# Information supplied:
====================

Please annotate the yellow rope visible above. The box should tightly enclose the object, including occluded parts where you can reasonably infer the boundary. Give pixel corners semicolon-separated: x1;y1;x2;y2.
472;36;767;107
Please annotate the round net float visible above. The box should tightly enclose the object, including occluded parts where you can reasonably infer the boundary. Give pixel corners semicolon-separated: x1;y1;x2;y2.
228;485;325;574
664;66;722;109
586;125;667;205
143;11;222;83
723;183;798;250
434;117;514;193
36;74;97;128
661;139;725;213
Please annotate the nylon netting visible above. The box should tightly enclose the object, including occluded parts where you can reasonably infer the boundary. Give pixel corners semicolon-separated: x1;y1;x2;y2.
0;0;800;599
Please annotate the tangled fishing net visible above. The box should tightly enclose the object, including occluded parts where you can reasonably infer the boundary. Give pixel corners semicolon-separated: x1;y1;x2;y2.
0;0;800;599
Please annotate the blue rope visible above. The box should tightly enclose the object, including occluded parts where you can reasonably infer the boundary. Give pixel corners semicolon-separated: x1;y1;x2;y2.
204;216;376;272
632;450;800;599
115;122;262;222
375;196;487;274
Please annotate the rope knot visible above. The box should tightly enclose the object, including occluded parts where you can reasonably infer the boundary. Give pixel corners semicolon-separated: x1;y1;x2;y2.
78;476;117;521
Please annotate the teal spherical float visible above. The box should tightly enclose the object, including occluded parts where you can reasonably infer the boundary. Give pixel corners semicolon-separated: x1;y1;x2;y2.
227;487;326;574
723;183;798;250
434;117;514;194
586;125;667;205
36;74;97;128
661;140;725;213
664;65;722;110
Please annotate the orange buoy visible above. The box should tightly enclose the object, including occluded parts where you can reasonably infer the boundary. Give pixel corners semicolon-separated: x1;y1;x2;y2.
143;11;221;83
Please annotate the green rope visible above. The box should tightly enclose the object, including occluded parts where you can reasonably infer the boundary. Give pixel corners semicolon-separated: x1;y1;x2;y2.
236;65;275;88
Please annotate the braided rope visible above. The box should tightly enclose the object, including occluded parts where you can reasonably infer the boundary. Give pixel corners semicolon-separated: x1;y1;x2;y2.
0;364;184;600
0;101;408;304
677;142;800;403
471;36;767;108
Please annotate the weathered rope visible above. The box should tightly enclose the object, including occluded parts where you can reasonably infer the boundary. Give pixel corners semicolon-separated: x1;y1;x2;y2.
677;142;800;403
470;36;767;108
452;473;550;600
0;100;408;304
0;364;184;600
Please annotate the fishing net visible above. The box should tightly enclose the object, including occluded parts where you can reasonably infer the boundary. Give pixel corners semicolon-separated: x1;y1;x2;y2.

====================

# Prompt:
Gather every line in the records above that contains the word "knot", and copy each one in full.

# Task solution:
Please annotate the rope knot visible above. The box should tightly enclose the object, including occluded parts where you can reasonably infer the boundary. Give pixel corners semicolon-separated: x1;y1;x2;y2.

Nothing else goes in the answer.